• WHAT THE TASK REQUIRES
Reproduce every line in the items below that contains the word "woman".

— begin GIVEN DATA —

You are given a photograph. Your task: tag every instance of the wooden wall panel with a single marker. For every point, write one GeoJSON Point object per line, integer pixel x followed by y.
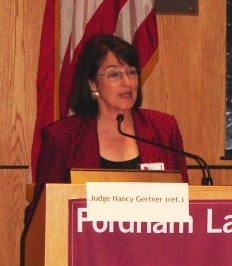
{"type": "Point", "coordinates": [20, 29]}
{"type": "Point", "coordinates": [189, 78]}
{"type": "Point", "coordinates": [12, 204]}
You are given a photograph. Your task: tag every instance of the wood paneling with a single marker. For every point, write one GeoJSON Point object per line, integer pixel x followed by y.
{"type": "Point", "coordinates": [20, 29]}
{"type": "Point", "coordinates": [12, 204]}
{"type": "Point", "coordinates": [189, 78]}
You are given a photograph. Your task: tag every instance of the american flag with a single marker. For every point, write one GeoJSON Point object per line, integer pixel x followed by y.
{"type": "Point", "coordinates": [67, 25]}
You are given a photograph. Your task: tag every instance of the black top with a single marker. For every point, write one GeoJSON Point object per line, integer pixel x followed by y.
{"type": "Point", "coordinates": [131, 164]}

— end GIVEN DATA —
— begin GIVEN DATA —

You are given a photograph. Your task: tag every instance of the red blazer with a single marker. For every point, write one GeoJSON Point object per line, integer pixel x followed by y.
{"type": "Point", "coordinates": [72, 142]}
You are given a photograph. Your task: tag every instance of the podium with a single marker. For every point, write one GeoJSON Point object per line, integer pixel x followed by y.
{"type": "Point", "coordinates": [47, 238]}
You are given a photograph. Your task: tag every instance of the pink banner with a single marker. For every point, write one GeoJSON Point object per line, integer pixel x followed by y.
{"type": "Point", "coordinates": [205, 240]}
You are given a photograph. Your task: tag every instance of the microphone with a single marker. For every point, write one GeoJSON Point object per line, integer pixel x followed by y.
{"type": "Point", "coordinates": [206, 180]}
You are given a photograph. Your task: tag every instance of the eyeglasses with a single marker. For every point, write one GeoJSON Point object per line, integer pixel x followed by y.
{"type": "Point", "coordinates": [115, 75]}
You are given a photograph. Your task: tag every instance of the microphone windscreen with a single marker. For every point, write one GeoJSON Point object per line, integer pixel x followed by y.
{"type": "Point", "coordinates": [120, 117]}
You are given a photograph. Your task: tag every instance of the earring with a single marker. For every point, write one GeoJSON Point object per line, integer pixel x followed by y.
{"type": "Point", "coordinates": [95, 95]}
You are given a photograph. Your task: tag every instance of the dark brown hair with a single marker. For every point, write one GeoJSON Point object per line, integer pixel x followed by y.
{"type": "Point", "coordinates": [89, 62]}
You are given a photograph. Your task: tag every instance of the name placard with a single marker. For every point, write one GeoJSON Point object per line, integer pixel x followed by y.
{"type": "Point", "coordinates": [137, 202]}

— end GIVEN DATA —
— begin GIVEN DATA —

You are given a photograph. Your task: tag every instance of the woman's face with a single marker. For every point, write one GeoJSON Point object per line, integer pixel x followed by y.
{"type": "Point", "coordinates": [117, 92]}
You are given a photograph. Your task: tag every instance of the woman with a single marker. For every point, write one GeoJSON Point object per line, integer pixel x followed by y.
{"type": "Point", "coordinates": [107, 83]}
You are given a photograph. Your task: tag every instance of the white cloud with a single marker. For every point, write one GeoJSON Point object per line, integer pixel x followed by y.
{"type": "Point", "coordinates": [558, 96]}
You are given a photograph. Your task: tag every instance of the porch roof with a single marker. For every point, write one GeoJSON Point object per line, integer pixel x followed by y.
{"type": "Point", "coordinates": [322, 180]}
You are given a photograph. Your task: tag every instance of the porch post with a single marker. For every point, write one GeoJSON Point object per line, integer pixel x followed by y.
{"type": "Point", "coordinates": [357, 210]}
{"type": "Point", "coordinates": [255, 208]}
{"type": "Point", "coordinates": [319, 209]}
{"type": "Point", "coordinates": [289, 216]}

— end GIVEN DATA —

• WRITTEN REPLY
You are given a photograph. Your task: tag every instance of the woman's face with a single marker. For every point, write one GeoJSON Point object per line, integer pixel x followed by y.
You are given a photograph. Your task: tag every instance of the woman with a single marker. For every point, write one GeoJSON Point object per line, integer pixel x followed by y.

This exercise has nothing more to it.